EXERCISE OBJECTIVE> Copy the listing below, changing every "mask" to "outline" and leaving everything else the same.

DATA PROVIDED>
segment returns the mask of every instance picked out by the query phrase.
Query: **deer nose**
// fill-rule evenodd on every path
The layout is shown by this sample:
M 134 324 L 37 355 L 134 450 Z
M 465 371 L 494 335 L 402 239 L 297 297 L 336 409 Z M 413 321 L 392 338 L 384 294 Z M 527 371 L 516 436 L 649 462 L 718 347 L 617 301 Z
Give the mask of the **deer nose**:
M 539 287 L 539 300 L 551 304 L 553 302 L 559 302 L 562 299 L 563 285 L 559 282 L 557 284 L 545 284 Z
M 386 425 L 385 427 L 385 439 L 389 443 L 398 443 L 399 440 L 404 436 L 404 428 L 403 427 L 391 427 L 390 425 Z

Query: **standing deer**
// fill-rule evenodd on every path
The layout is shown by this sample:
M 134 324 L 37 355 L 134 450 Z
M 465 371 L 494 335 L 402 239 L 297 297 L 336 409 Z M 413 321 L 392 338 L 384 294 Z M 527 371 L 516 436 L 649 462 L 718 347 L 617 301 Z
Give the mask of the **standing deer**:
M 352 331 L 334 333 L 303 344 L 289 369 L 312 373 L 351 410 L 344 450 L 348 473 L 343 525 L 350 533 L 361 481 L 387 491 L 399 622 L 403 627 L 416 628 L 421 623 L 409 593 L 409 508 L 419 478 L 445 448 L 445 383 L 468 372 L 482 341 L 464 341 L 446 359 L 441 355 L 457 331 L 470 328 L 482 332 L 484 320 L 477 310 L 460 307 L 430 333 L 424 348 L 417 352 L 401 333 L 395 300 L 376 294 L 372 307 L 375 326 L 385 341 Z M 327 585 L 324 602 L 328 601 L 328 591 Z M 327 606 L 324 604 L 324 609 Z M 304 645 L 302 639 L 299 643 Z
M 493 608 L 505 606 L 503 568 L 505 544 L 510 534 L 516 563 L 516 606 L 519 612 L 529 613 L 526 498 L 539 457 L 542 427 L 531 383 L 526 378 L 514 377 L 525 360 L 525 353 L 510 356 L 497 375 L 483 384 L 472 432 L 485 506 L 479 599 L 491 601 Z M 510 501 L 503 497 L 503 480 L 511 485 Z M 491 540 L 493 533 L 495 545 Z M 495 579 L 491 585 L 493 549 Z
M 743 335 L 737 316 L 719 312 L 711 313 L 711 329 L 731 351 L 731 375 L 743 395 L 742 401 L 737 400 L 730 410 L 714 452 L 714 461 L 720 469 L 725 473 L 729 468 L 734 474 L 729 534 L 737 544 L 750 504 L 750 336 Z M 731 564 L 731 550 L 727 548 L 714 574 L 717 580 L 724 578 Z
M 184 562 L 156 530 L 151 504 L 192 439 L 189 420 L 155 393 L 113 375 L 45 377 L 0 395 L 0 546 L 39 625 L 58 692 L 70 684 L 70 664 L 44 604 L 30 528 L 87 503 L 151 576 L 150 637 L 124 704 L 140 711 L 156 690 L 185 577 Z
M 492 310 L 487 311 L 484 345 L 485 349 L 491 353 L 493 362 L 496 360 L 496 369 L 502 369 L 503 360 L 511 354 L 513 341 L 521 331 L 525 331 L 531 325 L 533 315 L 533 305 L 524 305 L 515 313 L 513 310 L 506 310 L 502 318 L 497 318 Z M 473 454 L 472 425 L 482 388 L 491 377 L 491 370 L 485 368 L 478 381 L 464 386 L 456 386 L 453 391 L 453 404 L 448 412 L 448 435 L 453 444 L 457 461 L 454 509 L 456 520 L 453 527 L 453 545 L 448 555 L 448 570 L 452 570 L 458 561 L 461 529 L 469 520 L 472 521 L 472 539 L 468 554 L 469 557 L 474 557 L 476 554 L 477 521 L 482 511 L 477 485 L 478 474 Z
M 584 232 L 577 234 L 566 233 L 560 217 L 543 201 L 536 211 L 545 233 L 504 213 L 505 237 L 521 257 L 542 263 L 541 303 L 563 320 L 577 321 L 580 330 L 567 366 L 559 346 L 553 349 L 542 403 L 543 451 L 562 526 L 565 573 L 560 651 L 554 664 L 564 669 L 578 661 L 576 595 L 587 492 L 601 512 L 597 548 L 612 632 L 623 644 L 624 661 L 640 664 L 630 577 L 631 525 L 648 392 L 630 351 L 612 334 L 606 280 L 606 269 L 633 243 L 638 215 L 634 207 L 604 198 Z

THE ANSWER>
segment returns the outline of every instance picked out by the query phrase.
Query: **deer nose**
// fill-rule evenodd on every path
The layout is shown by this sample:
M 134 324 L 37 355 L 134 450 Z
M 465 371 L 494 335 L 402 239 L 297 297 L 336 409 Z M 413 321 L 392 338 L 384 294 Z M 527 371 L 516 436 L 649 462 L 718 347 L 617 301 Z
Give the outline of the **deer nose**:
M 539 287 L 539 300 L 551 304 L 553 302 L 559 302 L 562 299 L 563 285 L 559 282 L 557 284 L 545 284 Z
M 386 425 L 385 427 L 385 439 L 389 443 L 398 443 L 399 440 L 404 436 L 404 428 L 403 427 L 391 427 L 390 425 Z

Query: **standing deer**
// fill-rule evenodd on every path
The layout is shown by this sample:
M 134 324 L 37 355 L 134 450 Z
M 465 371 L 494 335 L 402 239 L 297 297 L 336 409 Z M 413 321 L 392 338 L 384 294 Z M 527 371 L 516 436 L 649 462 L 718 347 L 617 301 Z
Give the outline of the **standing deer**:
M 352 331 L 334 333 L 303 344 L 289 369 L 312 373 L 351 410 L 344 450 L 348 473 L 343 525 L 350 533 L 361 481 L 387 491 L 399 622 L 403 627 L 416 628 L 421 623 L 409 593 L 409 508 L 419 478 L 445 448 L 445 383 L 468 372 L 482 341 L 464 341 L 446 359 L 441 355 L 457 331 L 470 328 L 482 332 L 484 320 L 477 310 L 460 307 L 430 333 L 424 348 L 417 352 L 401 333 L 395 300 L 376 294 L 372 307 L 375 326 L 385 341 Z M 327 585 L 324 602 L 328 601 L 328 591 Z M 327 606 L 324 604 L 324 609 Z M 304 645 L 302 639 L 299 643 Z
M 493 608 L 505 606 L 503 568 L 505 544 L 510 534 L 516 563 L 516 606 L 519 612 L 529 613 L 526 498 L 539 457 L 542 427 L 531 383 L 526 378 L 514 377 L 525 360 L 525 353 L 510 356 L 497 375 L 483 384 L 472 432 L 485 506 L 479 599 L 491 601 Z M 510 501 L 503 497 L 503 480 L 511 485 Z M 491 540 L 493 533 L 495 545 Z M 495 579 L 491 585 L 493 549 Z
M 743 335 L 737 316 L 719 312 L 711 313 L 711 329 L 731 351 L 731 375 L 743 395 L 742 401 L 737 400 L 730 410 L 714 452 L 714 461 L 720 469 L 725 473 L 729 468 L 734 474 L 729 534 L 737 544 L 750 504 L 750 336 Z M 731 564 L 731 550 L 727 548 L 714 574 L 717 580 L 724 578 Z
M 184 562 L 156 530 L 151 504 L 192 439 L 189 420 L 155 393 L 113 375 L 45 377 L 0 395 L 0 546 L 39 625 L 58 692 L 70 684 L 70 664 L 44 604 L 30 528 L 87 503 L 151 576 L 150 637 L 124 704 L 140 711 L 156 690 L 185 577 Z
M 492 310 L 487 311 L 484 345 L 485 349 L 491 353 L 493 362 L 496 360 L 496 369 L 502 369 L 503 360 L 511 354 L 513 341 L 521 331 L 525 331 L 531 325 L 533 315 L 533 305 L 524 305 L 515 313 L 513 310 L 506 310 L 502 318 L 497 318 Z M 473 454 L 472 425 L 482 388 L 491 377 L 491 370 L 485 368 L 478 381 L 464 386 L 456 386 L 453 391 L 453 404 L 448 412 L 448 435 L 453 444 L 457 461 L 454 509 L 456 520 L 453 527 L 453 545 L 448 555 L 448 570 L 452 570 L 458 561 L 461 529 L 469 520 L 472 521 L 472 539 L 468 554 L 469 557 L 474 557 L 476 554 L 477 521 L 482 511 L 477 485 L 478 474 Z
M 584 232 L 577 234 L 566 233 L 560 217 L 543 201 L 536 211 L 545 233 L 504 213 L 505 237 L 521 257 L 542 263 L 541 303 L 563 320 L 577 321 L 580 330 L 567 366 L 559 346 L 553 349 L 542 403 L 543 451 L 562 526 L 565 573 L 560 651 L 554 664 L 564 669 L 578 661 L 576 595 L 587 492 L 601 512 L 597 548 L 612 632 L 623 644 L 624 661 L 640 664 L 630 577 L 631 525 L 648 392 L 630 351 L 612 334 L 606 280 L 606 269 L 633 243 L 638 215 L 634 207 L 604 198 Z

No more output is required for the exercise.